• **Given problem**: Render the items as a Markdown table, from the line with "of the water" up to and including the last line of the items, with one row per line and blank lines left out. Use the columns Number and Record line, with the row number under Number and the line itself under Record line.

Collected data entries
__________

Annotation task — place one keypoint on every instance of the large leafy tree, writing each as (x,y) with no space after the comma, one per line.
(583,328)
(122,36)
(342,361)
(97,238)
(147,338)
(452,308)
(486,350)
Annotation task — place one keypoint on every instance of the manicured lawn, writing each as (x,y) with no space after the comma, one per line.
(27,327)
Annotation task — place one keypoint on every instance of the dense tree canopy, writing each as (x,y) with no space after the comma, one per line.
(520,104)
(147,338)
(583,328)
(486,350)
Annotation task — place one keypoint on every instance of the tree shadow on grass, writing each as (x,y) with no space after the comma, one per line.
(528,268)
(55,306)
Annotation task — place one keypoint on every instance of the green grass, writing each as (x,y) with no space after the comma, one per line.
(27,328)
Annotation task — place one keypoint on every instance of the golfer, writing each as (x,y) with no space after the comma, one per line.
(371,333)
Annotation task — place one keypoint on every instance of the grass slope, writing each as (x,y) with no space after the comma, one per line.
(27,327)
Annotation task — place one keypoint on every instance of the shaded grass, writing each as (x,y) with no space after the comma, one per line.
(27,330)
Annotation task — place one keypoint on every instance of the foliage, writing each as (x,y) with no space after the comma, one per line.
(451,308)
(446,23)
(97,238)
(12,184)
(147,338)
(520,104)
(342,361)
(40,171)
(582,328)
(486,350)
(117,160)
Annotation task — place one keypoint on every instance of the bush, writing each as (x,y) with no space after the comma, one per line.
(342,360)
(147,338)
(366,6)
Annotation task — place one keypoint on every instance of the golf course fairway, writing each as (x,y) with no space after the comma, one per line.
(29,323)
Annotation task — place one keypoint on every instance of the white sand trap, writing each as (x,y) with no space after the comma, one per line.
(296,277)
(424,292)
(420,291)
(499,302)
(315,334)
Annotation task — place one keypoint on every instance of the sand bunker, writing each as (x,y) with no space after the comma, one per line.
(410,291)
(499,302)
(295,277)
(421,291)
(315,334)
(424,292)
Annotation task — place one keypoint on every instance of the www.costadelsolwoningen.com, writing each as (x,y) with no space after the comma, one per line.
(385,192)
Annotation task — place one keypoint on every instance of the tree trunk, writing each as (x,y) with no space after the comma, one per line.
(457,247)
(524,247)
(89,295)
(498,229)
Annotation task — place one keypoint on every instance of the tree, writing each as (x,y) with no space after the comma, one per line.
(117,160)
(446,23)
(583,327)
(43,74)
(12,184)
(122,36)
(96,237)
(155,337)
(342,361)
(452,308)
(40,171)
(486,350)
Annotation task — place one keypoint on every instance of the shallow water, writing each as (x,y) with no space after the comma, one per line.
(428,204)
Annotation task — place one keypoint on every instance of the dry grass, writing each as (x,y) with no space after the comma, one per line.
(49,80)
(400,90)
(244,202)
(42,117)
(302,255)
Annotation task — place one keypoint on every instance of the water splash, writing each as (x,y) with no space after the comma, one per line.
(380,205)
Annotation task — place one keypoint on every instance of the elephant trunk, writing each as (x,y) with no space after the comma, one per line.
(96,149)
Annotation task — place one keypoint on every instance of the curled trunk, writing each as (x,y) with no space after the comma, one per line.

__________

• **Result for this exercise**:
| Number | Record line |
|---|---|
| 1 | Annotation task — place one keypoint on every instance of the water splash, writing each as (x,y) with no space after the comma, one per line. |
| 2 | (380,205) |
| 3 | Annotation task — place one keypoint on every instance of the elephant trunk, writing each as (x,y) with no space after the comma, one per line. |
| 4 | (96,149) |
| 5 | Annotation task — place one keypoint on every instance of the curled trunk, writing each as (x,y) with no space after the comma, one per line. |